Print out the data below with every line intact.
------ RECORDS TO PROCESS ------
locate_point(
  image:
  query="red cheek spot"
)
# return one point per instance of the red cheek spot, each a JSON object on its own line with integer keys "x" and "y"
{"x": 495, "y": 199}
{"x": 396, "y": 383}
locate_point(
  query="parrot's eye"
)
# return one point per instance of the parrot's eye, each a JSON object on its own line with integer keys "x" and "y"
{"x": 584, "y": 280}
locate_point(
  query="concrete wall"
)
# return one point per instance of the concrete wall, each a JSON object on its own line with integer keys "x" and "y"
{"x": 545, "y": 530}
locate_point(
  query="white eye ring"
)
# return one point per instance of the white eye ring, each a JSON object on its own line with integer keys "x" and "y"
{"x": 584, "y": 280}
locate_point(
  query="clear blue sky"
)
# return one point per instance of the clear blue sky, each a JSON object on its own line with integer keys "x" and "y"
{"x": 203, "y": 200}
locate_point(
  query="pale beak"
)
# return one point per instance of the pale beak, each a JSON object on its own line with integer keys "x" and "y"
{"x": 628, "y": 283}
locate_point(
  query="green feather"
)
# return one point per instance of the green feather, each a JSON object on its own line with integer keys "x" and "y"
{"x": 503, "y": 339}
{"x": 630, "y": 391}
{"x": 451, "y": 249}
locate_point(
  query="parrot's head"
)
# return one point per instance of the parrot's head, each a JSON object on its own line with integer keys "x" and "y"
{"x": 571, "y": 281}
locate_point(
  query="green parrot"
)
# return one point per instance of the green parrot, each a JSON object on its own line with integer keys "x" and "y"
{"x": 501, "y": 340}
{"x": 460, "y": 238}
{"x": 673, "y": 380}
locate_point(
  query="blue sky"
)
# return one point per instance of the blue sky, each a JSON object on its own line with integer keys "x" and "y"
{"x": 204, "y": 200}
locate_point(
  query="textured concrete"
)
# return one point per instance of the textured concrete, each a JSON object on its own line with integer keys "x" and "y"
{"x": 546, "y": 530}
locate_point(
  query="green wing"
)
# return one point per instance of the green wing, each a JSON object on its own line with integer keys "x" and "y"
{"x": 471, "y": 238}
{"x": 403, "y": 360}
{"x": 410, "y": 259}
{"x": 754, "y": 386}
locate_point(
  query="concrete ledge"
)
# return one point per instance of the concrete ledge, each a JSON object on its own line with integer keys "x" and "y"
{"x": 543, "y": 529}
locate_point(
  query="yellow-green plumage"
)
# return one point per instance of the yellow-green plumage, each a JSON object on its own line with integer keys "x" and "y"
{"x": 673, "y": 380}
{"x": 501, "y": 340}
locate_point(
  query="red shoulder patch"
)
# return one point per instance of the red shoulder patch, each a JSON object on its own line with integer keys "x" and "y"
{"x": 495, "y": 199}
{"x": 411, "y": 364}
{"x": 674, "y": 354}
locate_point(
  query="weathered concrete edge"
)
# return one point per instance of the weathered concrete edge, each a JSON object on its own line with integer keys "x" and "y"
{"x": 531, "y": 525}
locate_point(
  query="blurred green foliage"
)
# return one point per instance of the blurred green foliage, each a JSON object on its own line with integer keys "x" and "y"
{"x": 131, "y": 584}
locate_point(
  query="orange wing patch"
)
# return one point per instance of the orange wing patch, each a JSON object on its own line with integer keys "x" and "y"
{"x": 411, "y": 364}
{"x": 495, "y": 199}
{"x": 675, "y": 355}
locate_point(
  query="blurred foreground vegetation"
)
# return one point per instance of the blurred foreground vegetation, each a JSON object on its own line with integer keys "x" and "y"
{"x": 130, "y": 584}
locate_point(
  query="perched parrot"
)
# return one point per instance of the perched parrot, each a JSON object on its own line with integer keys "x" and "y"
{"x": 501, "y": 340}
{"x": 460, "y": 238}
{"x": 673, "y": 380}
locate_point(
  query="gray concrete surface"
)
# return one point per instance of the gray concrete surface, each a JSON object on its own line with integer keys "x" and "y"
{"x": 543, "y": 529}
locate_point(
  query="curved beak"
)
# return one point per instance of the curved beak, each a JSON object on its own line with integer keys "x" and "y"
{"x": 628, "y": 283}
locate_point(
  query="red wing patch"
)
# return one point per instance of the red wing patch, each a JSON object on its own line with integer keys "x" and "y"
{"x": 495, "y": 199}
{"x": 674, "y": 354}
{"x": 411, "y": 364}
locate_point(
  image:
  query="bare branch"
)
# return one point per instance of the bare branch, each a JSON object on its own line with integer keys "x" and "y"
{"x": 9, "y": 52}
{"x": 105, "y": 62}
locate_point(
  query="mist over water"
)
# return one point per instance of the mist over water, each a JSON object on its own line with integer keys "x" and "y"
------
(RESPONSE TO THE TASK)
locate_point(
  image:
  query="red cheek spot"
)
# return one point per instance of the red cheek spot, each a JSON object on its own line with integer keys "x" and "y"
{"x": 495, "y": 199}
{"x": 396, "y": 383}
locate_point(
  query="parrot's eye"
)
# return one point per instance of the parrot's eye, each a JSON object on its own line with integer keys "x" and "y"
{"x": 584, "y": 280}
locate_point(
  query="concrete wall"
)
# return one point per instance of the concrete wall, each a JSON object on its own line with integer keys "x" and "y"
{"x": 545, "y": 530}
locate_point(
  query="white eye ring"
)
# return one point per instance of the white eye ring, each a JSON object on its own line with integer keys "x" and "y"
{"x": 584, "y": 280}
locate_point(
  query="clear blue sky"
)
# return one point per instance of the clear blue sky, each a JSON object on its own line with integer keys "x" and "y"
{"x": 203, "y": 200}
locate_point(
  query="pale beak"
)
# return one point per instance of the pale beak, each a JSON object on its own line with integer keys "x" and "y"
{"x": 628, "y": 283}
locate_point(
  query="green feather"
)
# return one point per instance of the green feather, each a JSON object on its own line with integer keys "x" and "y"
{"x": 503, "y": 339}
{"x": 630, "y": 391}
{"x": 451, "y": 249}
locate_point(
  query="parrot's head"
)
# return one point per instance of the parrot's head, each a JSON object on its own line with integer keys "x" and "y"
{"x": 571, "y": 281}
locate_point(
  query="green parrot"
)
# return one point per instance of the green parrot, each a JSON object on its own line with integer keys "x" and "y"
{"x": 501, "y": 340}
{"x": 460, "y": 238}
{"x": 673, "y": 380}
locate_point(
  query="blue sky"
)
# return one point per instance of the blue sky, each a JSON object on its own line with integer keys "x" and "y"
{"x": 204, "y": 200}
locate_point(
  query="textured concrete"
)
# return one point per instance of the textured concrete, each a JSON object on its own line with integer keys "x" and "y"
{"x": 546, "y": 530}
locate_point(
  query="green wing"
)
# return one point per instance of the green wing, each a JSON object on its own line with integer keys "x" and "y"
{"x": 471, "y": 238}
{"x": 403, "y": 360}
{"x": 410, "y": 259}
{"x": 754, "y": 386}
locate_point(
  query="concrete ledge"
)
# return one point per instance of the concrete ledge, each a JSON object on its own line with integer keys "x" and "y"
{"x": 543, "y": 529}
locate_point(
  query="yellow-green plumage"
)
# return one point per instance of the yellow-green plumage, each a JSON object on its own line with integer keys "x" and "y"
{"x": 673, "y": 380}
{"x": 501, "y": 340}
locate_point(
  query="red shoulder patch"
)
# return one point per instance of the red shoulder patch, each a JSON object on its own line with integer keys "x" and "y"
{"x": 495, "y": 199}
{"x": 411, "y": 364}
{"x": 674, "y": 354}
locate_point(
  query="weathered concrete edge"
)
# return one point per instance of the weathered concrete edge, each a JSON object on its own line with integer keys "x" and "y"
{"x": 531, "y": 525}
locate_point(
  query="blurred green foliage"
)
# return one point per instance of the blurred green foliage, each a JSON object on its own line with integer keys "x" and "y"
{"x": 131, "y": 584}
locate_point(
  query="orange wing patch"
)
# return one point per instance of the orange wing patch, each a JSON object on its own line with integer keys "x" and "y"
{"x": 411, "y": 364}
{"x": 495, "y": 199}
{"x": 675, "y": 355}
locate_point(
  query="blurred foreground vegetation"
)
# return one point per instance of the blurred foreground vegetation, each a JSON object on its own line with integer keys "x" and "y"
{"x": 130, "y": 584}
locate_point(
  query="perched parrot"
)
# return one point per instance of the perched parrot, each a JSON object on its own line with integer keys "x" and "y"
{"x": 501, "y": 340}
{"x": 460, "y": 238}
{"x": 673, "y": 380}
locate_point(
  query="gray concrete surface"
)
# return one point per instance of the gray concrete surface, each a JSON object on its own line with integer keys "x" and "y"
{"x": 543, "y": 529}
locate_point(
  query="curved beak"
)
# return one point per instance of the curved beak, each a JSON object on its own line with integer keys "x" and "y"
{"x": 628, "y": 283}
locate_point(
  query="red wing patch"
)
# return one point per instance of the red wing patch, each a JSON object on its own line with integer keys "x" and "y"
{"x": 495, "y": 199}
{"x": 674, "y": 354}
{"x": 411, "y": 364}
locate_point(
  image:
  query="bare branch"
)
# return one point per instance of the bare branch, each a JSON object on its own line with integer keys "x" and "y"
{"x": 9, "y": 52}
{"x": 105, "y": 62}
locate_point(
  query="mist over water"
)
# return one point per instance of the mist over water, each a JSON object on its own line with integer keys "x" and "y"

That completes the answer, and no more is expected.